- [STUDY TEXT]:
====
Deeper Read: Deeper Read: A Graveyarder’s Reflections
Due to COVID, Triple R had to suspend The Graveyard Shift (along with other shows with rotating hosts) in order to minimise the number of people coming into the building. But recently, The Graveyard Shift has been able to make a comeback on Friday and Saturday nights. Passionate Graveyarder Maria Meyer explains what the show means to her.
How did you first get involved in The Graveyard Shift?
A couple of years ago, I was looking through the 3RRR website and discovered that there was an opportunity to apply to do The Graveyard Shift training. I thought that sounded like fun, so I applied. I was lucky and Sam Cummins trained me for a trial.
That was just a few months prior to the pandemic and the first lockdown hitting Melbourne. I did four shows before The Graveyard Shift ended in April 2020 and a couple more after they returned this year.
What do you love about doing them?
Listening to music and researching the bands I play is something that I really enjoy! Broadcasting is fun, but sometimes a little nerve-racking too. I’m a bit shy, so presenting on the radio is a good challenge for me. You’re never too old to learn and develop new skills. I am still developing a style of my own. Having a chat and listening to the other broadcasters before and after my shift is great, as well. There’s a really nice warm-hearted community feel at 3RRR.
====
- [Stored data]:

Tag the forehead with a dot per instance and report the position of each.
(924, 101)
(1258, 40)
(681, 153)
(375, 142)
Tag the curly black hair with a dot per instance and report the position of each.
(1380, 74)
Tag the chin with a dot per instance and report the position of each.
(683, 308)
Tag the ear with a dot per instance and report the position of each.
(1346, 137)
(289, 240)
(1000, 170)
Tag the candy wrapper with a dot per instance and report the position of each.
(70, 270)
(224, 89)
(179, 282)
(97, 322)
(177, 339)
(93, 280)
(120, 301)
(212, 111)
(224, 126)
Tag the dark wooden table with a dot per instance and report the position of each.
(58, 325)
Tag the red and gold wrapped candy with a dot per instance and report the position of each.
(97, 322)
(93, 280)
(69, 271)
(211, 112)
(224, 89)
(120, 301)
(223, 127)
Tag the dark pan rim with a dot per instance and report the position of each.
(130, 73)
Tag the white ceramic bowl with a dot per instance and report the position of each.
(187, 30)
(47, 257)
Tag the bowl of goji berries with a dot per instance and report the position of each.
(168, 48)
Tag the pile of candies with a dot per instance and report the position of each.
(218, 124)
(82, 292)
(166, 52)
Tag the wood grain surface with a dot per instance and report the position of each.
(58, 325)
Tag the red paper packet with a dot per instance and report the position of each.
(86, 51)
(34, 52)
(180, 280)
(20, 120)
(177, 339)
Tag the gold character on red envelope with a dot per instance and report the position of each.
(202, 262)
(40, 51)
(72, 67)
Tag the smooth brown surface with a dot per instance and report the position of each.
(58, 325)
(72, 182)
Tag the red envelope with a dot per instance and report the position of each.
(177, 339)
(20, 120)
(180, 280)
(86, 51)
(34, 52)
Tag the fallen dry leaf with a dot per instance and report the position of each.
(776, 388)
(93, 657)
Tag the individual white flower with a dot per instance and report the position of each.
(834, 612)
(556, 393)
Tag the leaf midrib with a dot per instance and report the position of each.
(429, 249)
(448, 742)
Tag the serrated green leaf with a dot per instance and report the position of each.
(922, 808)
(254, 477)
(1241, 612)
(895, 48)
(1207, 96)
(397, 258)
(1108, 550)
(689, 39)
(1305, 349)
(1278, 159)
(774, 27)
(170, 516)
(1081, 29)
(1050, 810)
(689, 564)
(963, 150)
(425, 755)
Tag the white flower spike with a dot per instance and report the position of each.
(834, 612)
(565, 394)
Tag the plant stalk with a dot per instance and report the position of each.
====
- [REQUIRED TASKS]:
(A) Do these statements agree with the interview about The Graveyard Shift? Answer yes or no for each, quoting the words of the interview that decide it.
(i) The Graveyard Shift came back on Friday and Saturday nights.
(ii) Sam Cummins trained Maria Meyer for a trial.
(iii) Maria Meyer did six shows before The Graveyard Shift ended in April 2020.
(B) According to the interview about The Graveyard Shift, where did Maria Meyer find out she could apply for the show's training?
(C) Give what follows in the interview about The Graveyard Shift, picking up after its final sentence.

- [EXPECTED RESPONSES]:
(A)
(i) Yes: "The Graveyard Shift has been able to make a comeback on Friday and Saturday nights."
(ii) Yes: "Sam Cummins trained me for a trial."
(iii) No: "I did four shows before The Graveyard Shift ended in April 2020."

(B) On the 3RRR website.

(C)
Triple R had to suspend Graveyards during COVID. What does it mean to you that they’re back on Friday and Saturday nights from 2am to 6am?
I’m so glad to see The Graveyard Shift return to the airwaves this year and to be a Graveyarder. The Graveyard Shift used to run for four hours, between 2am and 6am, seven mornings a week. Now there are four, two-hour shifts a week [on Friday and Saturday nights]. They provide a space for new broadcasters with various interests, tastes in music and presenting styles to have a go.
Having the familiar [pop-up] presenters on air between 2am and 6am [from Sunday night to Thursday night] provides consistency for listeners. It’s a good balance between the slight randomness of The Graveyard Shifts and the regular programs.
What inspired you to start drawing? Was it another way to keep busy during lockdown or are you an artist from way back?
I am a primary school teacher, but in a past life, I studied visual art at TAFE and then completed a Bachelor of Fine Art (Honours) at the VCA.
These days I rarely draw or create much art myself. I just dabble occasionally. But I do enjoy being immersed in art and the creativity of others (whenever possible). Primary school aged children create the best art and I like to encourage them as much as possible.
Any favourite memories of listening to Triple R in 2021?
So many of us have relied on 3RRR during times of uncertainty and isolation over the past two years to stay informed and to help us stay sane.
Here are just a few things that I enjoyed while listening to 3RRR in 2021:
- I woke up every day and listened to the Breakfasters or Tim Thorpe. It’s so great to have that familiarity every day.
- I loved hearing all the Simona Castricum fill-ins!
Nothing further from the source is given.